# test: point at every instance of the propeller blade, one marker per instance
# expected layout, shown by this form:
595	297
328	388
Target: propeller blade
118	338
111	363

_DIRECTION:_ Copy out every item above again, line for line, with no changes.

_TASK ANSWER:_
# test: point at every instance of the propeller blade, one marker per instance
# expected layout, shown by this form:
595	297
328	388
Target: propeller blade
118	338
111	363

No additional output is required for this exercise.